→ Short exercise: Please give the listing again in its entirety, exactly as written.

*** Supplied records

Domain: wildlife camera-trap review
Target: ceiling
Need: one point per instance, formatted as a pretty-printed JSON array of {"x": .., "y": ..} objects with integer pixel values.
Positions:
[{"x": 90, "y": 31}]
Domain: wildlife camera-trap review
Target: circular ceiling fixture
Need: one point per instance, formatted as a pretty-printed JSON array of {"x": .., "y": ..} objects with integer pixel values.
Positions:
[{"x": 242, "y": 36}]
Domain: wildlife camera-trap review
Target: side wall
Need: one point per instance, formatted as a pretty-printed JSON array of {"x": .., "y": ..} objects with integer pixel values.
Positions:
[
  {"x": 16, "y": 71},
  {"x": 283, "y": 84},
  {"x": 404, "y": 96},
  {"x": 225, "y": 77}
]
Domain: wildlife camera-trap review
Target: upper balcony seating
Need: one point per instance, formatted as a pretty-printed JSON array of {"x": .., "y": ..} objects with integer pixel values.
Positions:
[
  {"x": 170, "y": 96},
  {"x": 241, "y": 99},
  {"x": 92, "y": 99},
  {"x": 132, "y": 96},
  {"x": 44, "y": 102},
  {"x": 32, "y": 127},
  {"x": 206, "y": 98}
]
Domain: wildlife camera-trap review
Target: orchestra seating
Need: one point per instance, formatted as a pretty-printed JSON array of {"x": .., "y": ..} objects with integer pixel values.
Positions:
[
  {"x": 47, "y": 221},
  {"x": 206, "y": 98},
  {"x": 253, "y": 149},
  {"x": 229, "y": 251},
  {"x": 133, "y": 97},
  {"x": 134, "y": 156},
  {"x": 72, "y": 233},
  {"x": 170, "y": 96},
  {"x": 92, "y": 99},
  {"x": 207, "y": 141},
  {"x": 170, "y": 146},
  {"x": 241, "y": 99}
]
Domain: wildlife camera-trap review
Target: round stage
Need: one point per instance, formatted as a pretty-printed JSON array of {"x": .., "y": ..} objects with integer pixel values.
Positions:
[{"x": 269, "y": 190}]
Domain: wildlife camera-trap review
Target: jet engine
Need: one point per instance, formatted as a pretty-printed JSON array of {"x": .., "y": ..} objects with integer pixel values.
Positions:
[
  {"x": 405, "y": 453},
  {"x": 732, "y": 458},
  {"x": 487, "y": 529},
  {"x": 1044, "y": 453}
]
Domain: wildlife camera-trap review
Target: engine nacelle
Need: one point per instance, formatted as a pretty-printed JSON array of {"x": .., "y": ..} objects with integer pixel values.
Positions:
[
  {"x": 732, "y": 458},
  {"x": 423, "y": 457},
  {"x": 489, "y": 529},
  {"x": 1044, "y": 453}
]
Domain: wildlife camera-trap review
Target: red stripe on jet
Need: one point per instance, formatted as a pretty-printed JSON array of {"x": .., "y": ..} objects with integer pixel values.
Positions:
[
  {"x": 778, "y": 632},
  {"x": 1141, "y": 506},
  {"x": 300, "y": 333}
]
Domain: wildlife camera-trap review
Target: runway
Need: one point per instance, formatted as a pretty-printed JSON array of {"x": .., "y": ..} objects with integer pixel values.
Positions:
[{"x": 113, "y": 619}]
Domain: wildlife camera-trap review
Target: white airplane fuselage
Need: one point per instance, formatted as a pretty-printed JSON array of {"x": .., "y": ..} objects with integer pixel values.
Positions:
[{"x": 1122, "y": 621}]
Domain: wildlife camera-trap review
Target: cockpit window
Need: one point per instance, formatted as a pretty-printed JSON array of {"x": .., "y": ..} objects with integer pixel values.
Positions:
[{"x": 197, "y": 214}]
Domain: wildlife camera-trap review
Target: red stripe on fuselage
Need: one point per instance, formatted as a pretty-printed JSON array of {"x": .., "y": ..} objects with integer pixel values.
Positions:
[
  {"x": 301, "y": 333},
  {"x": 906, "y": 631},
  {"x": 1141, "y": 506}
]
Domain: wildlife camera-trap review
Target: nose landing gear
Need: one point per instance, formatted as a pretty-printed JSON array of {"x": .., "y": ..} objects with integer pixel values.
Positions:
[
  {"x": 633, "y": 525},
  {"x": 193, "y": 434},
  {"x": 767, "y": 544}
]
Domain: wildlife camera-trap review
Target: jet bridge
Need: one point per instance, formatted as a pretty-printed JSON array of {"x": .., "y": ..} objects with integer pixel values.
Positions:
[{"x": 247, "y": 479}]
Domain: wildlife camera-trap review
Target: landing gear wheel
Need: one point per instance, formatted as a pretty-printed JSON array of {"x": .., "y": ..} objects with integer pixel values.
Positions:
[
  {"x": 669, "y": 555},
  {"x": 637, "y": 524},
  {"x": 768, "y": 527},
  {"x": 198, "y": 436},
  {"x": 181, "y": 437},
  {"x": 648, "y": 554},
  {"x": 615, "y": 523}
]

******

→ Answer to this exercise:
Domain: wildlife camera-trap review
Target: ceiling
Need: one point per instance, formatted as a pretty-printed JSON array of {"x": .., "y": ..} objects with integer pixel values.
Positions:
[{"x": 90, "y": 31}]
Domain: wildlife camera-trap review
Target: circular ceiling fixture
Need: one point per instance, formatted as a pretty-printed JSON array of {"x": .., "y": ..} objects with integer pixel values.
Positions:
[{"x": 242, "y": 36}]
Domain: wildlife camera-trap review
Target: side wall
Need: one point per instance, formatted as a pretty-printed JSON array of {"x": .., "y": ..} objects with integer pixel values.
Positions:
[
  {"x": 16, "y": 71},
  {"x": 283, "y": 84},
  {"x": 404, "y": 96},
  {"x": 225, "y": 77}
]
Domain: wildlife camera-trap review
Target: upper balcony seating
Need: one point per instance, formatted as a pretty-printed JSON array of {"x": .., "y": ..} objects with integer pixel values.
Positions:
[
  {"x": 170, "y": 96},
  {"x": 241, "y": 99},
  {"x": 92, "y": 99},
  {"x": 132, "y": 96},
  {"x": 44, "y": 102},
  {"x": 32, "y": 127},
  {"x": 206, "y": 98}
]
Domain: wildlife camera-trap review
Target: orchestra seating
Need: one point per instance, formatted as a pretty-printed JSON array of {"x": .., "y": ..} objects with integer pixel values.
Positions:
[
  {"x": 47, "y": 221},
  {"x": 206, "y": 98},
  {"x": 253, "y": 149},
  {"x": 229, "y": 251},
  {"x": 133, "y": 97},
  {"x": 134, "y": 156},
  {"x": 72, "y": 233},
  {"x": 170, "y": 96},
  {"x": 92, "y": 99},
  {"x": 207, "y": 141},
  {"x": 170, "y": 146},
  {"x": 241, "y": 99}
]
Domain: wildlife camera-trap review
Target: round stage
Need: one point per instance, formatted as a pretty-printed JSON array of {"x": .., "y": ..} objects with integer pixel values.
Positions:
[{"x": 269, "y": 190}]
Domain: wildlife camera-trap review
Target: jet engine
Need: one point per instance, formatted as a pretty-printed JSON array of {"x": .., "y": ..} objects with integer pixel values.
Positions:
[
  {"x": 405, "y": 453},
  {"x": 732, "y": 458},
  {"x": 487, "y": 529},
  {"x": 1044, "y": 453}
]
Domain: wildlife camera-trap review
Target: engine nacelle
Need: one point per instance, formatted as a pretty-printed JSON array of {"x": .., "y": ..} objects with integer pixel values.
Positions:
[
  {"x": 732, "y": 458},
  {"x": 423, "y": 457},
  {"x": 489, "y": 529},
  {"x": 1044, "y": 453}
]
Domain: wildlife camera-trap review
Target: red stripe on jet
Need: one point per instance, formatted as a pretty-printed JSON array of {"x": .., "y": ..} objects with integer pixel values.
Positions:
[
  {"x": 778, "y": 632},
  {"x": 1141, "y": 506},
  {"x": 300, "y": 333}
]
Domain: wildlife camera-trap review
Target: runway
Need: one point per instance, formatted as a pretty-printed JSON array of {"x": .., "y": ..} objects with integer pixel values.
Positions:
[{"x": 113, "y": 619}]
Domain: wildlife camera-trap review
Target: white airplane fuselage
Need: one point per instance, formatted as a pretty-printed JSON array of {"x": .., "y": ..} objects with integer pixel values.
Positions:
[{"x": 1122, "y": 621}]
Domain: wildlife camera-trap review
Target: cockpit window
Need: one point per instance, formatted as a pretty-printed JSON array of {"x": .., "y": ..} objects with integer pixel values.
Positions:
[{"x": 197, "y": 214}]
Domain: wildlife camera-trap review
Target: red stripe on fuselage
Need: one point per instance, formatted as a pretty-printed JSON array of {"x": .., "y": ..} objects with integer pixel values.
Positions:
[
  {"x": 301, "y": 333},
  {"x": 906, "y": 631},
  {"x": 1141, "y": 506}
]
Domain: wildlife camera-trap review
Target: nose landing gear
Need: one point per instance, formatted as a pretty-printed JSON array of {"x": .., "y": ..} objects with integer pixel values.
Positions:
[
  {"x": 633, "y": 525},
  {"x": 193, "y": 434},
  {"x": 767, "y": 544}
]
Domain: wildlife camera-trap review
Target: jet bridge
Need: one point per instance, formatted as a pretty-printed JSON array of {"x": .., "y": ..} objects with integer pixel values.
Positions:
[{"x": 247, "y": 479}]
Domain: wildlife camera-trap review
Target: landing gear wheel
Need: one point per instance, formatted as a pretty-printed JSON array of {"x": .., "y": ..} objects with integer pixel values.
Positions:
[
  {"x": 669, "y": 555},
  {"x": 637, "y": 524},
  {"x": 768, "y": 527},
  {"x": 198, "y": 436},
  {"x": 181, "y": 437},
  {"x": 648, "y": 554},
  {"x": 615, "y": 523}
]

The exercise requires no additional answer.